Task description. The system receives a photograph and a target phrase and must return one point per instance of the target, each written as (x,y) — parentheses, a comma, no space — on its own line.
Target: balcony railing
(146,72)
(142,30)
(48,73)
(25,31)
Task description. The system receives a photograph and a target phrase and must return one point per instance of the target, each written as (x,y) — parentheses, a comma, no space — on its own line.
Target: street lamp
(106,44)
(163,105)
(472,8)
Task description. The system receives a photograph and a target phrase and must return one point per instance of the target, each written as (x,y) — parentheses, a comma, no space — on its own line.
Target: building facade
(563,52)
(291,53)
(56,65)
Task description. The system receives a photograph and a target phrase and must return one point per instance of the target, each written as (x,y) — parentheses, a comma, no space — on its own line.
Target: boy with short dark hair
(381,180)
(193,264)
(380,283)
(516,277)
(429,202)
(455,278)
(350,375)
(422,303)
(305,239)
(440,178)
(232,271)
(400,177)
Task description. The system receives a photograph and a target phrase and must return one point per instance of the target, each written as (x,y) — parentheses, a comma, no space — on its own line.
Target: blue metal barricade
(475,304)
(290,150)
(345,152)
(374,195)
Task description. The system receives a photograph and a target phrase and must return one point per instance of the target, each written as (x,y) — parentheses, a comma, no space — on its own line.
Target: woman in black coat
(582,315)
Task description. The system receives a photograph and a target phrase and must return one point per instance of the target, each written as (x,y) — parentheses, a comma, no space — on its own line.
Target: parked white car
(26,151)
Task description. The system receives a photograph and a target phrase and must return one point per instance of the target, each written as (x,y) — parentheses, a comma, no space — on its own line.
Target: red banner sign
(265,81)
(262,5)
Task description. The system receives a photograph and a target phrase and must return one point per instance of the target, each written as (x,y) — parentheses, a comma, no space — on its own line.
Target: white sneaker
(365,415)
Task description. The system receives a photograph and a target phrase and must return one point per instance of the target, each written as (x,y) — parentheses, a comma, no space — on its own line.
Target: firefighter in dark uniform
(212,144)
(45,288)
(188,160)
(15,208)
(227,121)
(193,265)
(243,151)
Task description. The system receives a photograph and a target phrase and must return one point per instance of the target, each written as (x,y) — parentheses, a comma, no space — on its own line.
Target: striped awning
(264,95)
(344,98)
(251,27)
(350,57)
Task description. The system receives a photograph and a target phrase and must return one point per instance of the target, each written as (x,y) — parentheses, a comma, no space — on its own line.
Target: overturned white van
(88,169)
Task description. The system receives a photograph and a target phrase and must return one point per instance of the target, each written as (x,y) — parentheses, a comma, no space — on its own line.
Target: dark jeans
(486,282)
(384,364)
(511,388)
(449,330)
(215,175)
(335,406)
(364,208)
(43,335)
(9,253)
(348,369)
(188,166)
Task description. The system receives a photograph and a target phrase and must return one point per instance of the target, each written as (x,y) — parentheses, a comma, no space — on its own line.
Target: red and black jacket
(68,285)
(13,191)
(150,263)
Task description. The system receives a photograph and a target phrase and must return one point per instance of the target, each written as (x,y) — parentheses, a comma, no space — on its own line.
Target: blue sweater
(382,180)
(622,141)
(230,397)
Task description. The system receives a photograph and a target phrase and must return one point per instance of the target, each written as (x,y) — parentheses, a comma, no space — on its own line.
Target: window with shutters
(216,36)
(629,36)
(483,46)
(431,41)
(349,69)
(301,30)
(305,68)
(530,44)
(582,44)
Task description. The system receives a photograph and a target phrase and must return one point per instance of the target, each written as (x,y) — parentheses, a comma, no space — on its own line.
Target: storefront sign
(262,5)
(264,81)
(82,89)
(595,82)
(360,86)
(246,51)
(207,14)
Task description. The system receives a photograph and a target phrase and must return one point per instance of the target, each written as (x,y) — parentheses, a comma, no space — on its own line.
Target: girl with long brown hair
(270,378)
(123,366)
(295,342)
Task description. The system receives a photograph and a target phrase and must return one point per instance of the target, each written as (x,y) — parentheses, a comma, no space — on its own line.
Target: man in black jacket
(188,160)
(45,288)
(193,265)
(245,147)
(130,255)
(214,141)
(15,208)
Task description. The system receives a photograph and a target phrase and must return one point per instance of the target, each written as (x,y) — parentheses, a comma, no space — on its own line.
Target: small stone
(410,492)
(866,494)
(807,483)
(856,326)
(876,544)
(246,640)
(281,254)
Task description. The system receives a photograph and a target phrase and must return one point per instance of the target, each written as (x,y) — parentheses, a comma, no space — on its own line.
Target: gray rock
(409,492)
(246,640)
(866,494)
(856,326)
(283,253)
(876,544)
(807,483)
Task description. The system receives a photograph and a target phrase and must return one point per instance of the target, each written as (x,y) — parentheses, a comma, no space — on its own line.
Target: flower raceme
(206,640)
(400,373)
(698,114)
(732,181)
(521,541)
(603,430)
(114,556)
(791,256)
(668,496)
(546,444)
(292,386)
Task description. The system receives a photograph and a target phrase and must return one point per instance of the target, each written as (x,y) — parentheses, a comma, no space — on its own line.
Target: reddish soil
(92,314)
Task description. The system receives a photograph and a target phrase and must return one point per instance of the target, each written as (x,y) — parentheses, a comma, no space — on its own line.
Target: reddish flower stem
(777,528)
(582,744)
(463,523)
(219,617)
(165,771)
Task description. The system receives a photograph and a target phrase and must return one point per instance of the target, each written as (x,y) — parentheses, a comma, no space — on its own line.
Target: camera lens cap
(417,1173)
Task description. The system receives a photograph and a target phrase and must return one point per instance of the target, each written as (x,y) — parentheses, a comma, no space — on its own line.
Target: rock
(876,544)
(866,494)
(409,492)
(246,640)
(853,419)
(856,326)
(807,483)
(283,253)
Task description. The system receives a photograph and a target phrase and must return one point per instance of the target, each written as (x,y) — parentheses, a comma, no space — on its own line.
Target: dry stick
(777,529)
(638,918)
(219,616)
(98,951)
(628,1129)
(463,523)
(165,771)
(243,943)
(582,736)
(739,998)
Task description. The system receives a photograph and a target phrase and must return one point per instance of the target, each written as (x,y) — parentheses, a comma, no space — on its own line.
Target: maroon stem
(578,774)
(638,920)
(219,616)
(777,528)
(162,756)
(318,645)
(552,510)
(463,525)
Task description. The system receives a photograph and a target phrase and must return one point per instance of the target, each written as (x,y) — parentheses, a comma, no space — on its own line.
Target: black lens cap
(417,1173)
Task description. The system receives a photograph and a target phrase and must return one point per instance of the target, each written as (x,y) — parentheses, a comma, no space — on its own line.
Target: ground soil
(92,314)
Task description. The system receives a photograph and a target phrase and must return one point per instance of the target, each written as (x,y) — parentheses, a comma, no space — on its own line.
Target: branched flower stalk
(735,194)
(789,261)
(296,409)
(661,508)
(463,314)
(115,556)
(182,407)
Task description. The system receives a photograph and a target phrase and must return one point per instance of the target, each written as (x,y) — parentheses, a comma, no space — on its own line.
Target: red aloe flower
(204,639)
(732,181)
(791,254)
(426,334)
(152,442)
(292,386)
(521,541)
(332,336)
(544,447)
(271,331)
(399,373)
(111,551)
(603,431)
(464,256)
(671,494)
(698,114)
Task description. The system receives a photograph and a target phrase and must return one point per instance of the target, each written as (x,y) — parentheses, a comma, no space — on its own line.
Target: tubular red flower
★ ★ ★ ★
**BRIEF:** Which lines in the data above contain the string "lens", counting only matches with the same case? Copy out each of those lines.

**SOLUTION FOR THIS EXERCISE:**
Target: camera lens cap
Target: black lens cap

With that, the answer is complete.